The exercise:
Convert the data below, starting at the line containing "Could you point" and ending at the line containing "point(45, 177)", into a Markdown table with two columns: Row, giving a running number, and Line, giving the text of that line. Omit blank lines.

Given records:
......

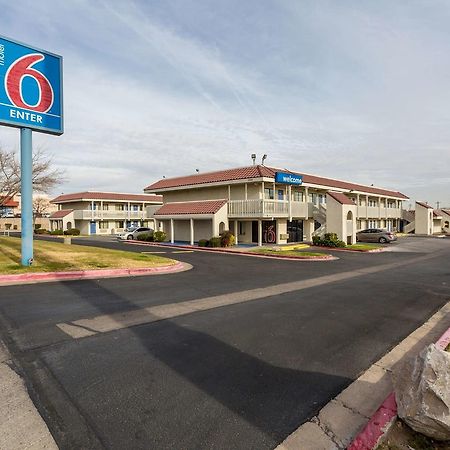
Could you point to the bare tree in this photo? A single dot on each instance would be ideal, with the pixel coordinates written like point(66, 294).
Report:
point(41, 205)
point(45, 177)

......

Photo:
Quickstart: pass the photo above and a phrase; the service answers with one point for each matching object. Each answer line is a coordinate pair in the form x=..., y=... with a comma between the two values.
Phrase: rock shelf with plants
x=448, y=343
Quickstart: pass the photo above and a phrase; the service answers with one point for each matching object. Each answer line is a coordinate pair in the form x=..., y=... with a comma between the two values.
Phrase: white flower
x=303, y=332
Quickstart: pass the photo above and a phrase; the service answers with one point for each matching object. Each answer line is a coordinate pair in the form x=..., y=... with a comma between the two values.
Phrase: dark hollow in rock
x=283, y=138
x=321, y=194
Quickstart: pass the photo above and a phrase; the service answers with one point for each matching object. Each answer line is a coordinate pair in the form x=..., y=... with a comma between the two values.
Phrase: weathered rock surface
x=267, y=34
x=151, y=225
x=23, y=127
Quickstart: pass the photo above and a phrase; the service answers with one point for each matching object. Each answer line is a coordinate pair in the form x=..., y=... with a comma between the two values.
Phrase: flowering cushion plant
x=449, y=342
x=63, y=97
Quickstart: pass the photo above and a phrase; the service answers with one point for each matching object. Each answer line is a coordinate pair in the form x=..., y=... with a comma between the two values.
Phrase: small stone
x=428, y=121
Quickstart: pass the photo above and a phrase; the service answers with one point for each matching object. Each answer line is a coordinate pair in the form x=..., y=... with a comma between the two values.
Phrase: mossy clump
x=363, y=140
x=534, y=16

......

Final result:
| Row | Line |
|---|---|
| 1 | Could you point to the bare tree in this photo? A single dot on each instance would be ideal, with the pixel coordinates written like point(66, 294). |
| 2 | Report: |
| 3 | point(41, 205) |
| 4 | point(45, 177) |